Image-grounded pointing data
☆ ☆ ☆ ☆
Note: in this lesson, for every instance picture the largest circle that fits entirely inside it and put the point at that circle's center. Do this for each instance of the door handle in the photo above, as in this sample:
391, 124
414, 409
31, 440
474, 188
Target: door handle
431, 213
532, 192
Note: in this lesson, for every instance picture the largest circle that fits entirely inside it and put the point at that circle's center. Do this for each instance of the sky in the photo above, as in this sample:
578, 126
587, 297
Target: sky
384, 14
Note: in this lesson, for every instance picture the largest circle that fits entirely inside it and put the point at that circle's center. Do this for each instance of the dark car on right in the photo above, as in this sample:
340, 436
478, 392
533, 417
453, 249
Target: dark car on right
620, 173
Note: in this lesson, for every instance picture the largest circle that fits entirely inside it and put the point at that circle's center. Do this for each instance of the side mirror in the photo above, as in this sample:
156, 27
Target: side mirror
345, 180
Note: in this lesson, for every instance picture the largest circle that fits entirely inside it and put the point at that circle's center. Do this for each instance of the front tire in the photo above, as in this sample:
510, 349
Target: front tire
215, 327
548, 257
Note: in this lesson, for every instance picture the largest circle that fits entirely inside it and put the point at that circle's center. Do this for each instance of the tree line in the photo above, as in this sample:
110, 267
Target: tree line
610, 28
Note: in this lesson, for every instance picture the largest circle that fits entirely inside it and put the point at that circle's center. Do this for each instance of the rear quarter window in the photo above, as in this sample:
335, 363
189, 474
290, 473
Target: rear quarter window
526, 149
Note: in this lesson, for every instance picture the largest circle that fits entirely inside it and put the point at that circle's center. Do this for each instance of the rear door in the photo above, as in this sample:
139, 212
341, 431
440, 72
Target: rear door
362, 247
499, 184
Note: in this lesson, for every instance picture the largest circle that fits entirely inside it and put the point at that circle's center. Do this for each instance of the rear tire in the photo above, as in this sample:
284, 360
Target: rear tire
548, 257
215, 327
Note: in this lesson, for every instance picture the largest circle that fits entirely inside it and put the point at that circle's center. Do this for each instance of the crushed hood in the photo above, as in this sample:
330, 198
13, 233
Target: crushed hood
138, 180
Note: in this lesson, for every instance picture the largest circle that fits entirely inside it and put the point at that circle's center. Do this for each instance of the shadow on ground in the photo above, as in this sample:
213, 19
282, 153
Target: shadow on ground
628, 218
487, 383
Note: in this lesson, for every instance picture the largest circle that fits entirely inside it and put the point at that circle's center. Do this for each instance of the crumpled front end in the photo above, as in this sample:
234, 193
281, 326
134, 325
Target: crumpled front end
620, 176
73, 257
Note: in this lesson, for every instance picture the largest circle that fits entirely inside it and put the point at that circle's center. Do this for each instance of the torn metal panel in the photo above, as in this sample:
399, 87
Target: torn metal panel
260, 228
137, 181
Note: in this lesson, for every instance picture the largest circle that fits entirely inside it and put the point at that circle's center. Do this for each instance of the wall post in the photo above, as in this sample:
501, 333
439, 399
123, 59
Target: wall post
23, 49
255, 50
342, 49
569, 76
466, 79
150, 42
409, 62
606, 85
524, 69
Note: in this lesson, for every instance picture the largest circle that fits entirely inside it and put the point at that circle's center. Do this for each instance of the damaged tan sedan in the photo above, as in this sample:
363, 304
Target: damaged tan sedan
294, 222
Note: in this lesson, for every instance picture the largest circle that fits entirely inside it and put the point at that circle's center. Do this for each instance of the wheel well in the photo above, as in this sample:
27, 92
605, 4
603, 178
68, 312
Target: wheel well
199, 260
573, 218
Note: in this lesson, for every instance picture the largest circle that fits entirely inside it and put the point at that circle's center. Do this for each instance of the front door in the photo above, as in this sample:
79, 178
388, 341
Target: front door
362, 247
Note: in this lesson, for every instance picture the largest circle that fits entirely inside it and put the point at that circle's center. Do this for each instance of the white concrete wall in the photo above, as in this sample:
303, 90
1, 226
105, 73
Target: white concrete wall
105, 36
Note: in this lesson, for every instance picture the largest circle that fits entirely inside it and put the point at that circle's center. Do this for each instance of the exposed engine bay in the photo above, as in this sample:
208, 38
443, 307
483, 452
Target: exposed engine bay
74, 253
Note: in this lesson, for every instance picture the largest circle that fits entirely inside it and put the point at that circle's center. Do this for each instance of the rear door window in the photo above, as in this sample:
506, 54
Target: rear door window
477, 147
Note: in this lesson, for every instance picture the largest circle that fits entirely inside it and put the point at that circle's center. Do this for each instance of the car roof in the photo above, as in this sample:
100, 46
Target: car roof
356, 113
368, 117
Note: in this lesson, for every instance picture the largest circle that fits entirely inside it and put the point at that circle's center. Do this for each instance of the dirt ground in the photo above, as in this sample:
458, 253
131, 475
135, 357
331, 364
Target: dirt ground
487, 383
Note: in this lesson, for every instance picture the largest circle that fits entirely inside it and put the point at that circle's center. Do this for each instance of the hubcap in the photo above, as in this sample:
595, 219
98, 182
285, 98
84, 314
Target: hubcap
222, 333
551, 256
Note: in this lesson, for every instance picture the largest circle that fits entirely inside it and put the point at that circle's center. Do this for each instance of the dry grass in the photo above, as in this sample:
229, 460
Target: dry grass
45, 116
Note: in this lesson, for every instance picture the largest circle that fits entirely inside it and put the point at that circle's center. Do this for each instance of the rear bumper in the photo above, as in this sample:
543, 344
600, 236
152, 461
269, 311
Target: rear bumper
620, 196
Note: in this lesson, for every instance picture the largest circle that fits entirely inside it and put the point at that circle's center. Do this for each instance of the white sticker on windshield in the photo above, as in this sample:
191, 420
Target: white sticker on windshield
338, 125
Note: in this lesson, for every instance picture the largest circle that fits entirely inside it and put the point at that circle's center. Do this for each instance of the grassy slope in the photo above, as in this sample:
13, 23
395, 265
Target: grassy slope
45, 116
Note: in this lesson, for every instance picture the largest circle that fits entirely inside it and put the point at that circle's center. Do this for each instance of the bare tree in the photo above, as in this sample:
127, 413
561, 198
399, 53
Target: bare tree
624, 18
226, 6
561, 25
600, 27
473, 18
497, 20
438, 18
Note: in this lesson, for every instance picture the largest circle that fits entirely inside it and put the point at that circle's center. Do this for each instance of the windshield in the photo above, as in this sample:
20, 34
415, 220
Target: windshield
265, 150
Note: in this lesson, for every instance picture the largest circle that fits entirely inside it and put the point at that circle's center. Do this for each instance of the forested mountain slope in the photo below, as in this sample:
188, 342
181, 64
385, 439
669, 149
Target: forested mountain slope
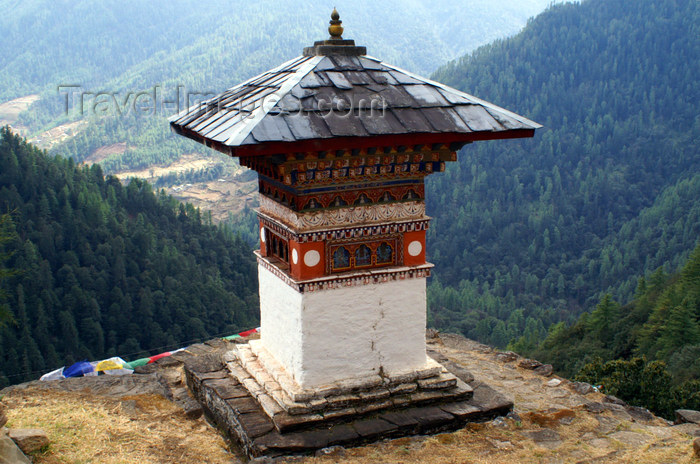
☆ ☆ ☆ ☆
▸ What needs to be done
Above are some records; copy each line there that contains "forested".

▸ Answer to this task
Note: in this lesson, for every instance picture the largest circle that fits entirely inside it and put the point at that circle's center. Do this for each instance of the forested mountain slope in the photo below, as in this sample:
Target: forested mountain slope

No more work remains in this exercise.